* [SELECTED PASSAGE]

General damages can compensate for intangible losses sustained in an accident, including pain and suffering. This may include, for example, the pain or emotional anguish that a car accident victim suffers following a devastating accident. Since they compensate for intangible losses, general damages can sometimes be more difficult to calculate at times. For example, awarding damages for pain and suffering, a common component of general damages, will require the finder of fact to substitute a dollar value for human experience (or the loss thereof). As you may expect, this can be somewhat challenging. Courts, however, have developed certain rules and guideposts for what is reasonable or unreasonable compensation for pain and suffering under the circumstance.  

Are You Entitled to Damages After a Car Accident?

* [GIVEN INFORMATION]
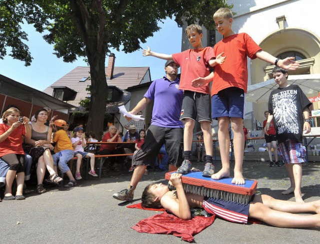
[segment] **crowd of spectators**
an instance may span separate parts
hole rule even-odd
[[[36,191],[40,194],[46,192],[46,185],[63,186],[64,175],[69,182],[64,186],[76,186],[76,181],[82,179],[80,168],[84,158],[90,158],[88,174],[96,177],[98,176],[94,170],[94,154],[136,153],[144,141],[144,121],[130,121],[124,126],[128,129],[124,136],[121,131],[110,125],[100,141],[132,143],[102,144],[98,150],[96,146],[92,145],[87,151],[87,142],[98,140],[93,132],[88,133],[86,137],[83,124],[78,124],[70,130],[70,123],[57,115],[52,116],[52,110],[48,107],[37,110],[30,120],[22,117],[21,114],[15,105],[9,105],[0,119],[0,201],[24,199],[24,194],[34,191],[27,187],[31,185],[28,183],[32,181],[30,179],[36,181]],[[166,154],[164,147],[164,149],[160,153]],[[74,157],[76,158],[76,164],[74,176],[68,163]],[[108,160],[116,165],[123,163],[126,158],[120,156],[110,157]],[[130,160],[132,157],[126,158]],[[162,162],[163,170],[167,161],[166,155],[164,158],[157,159],[158,166]],[[147,170],[144,174],[148,174]],[[12,192],[12,189],[15,192]]]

* [TASK REQUIREMENTS]
- A) In the passage on general damages, what common component of general damages requires the finder of fact to put a dollar value on human experience?
- B) From the passage on general damages, copy the text starting at the words "General damages can compensate" and stopping after the words "under the circumstance.".
- C) According to the passage on general damages, why can general damages sometimes be more difficult to calculate?

* [EXERCISE ANSWERS]
- A) Damages for pain and suffering.

- B)
General damages can compensate for intangible losses sustained in an accident, including pain and suffering. This may include, for example, the pain or emotional anguish that a car accident victim suffers following a devastating accident. Since they compensate for intangible losses, general damages can sometimes be more difficult to calculate at times. For example, awarding damages for pain and suffering, a common component of general damages, will require the finder of fact to substitute a dollar value for human experience (or the loss thereof). As you may expect, this can be somewhat challenging. Courts, however, have developed certain rules and guideposts for what is reasonable or unreasonable compensation for pain and suffering under the circumstance.

- C) General damages can be harder to calculate because they compensate for intangible losses. For example, awarding damages for pain and suffering requires the finder of fact to substitute a dollar value for human experience or its loss.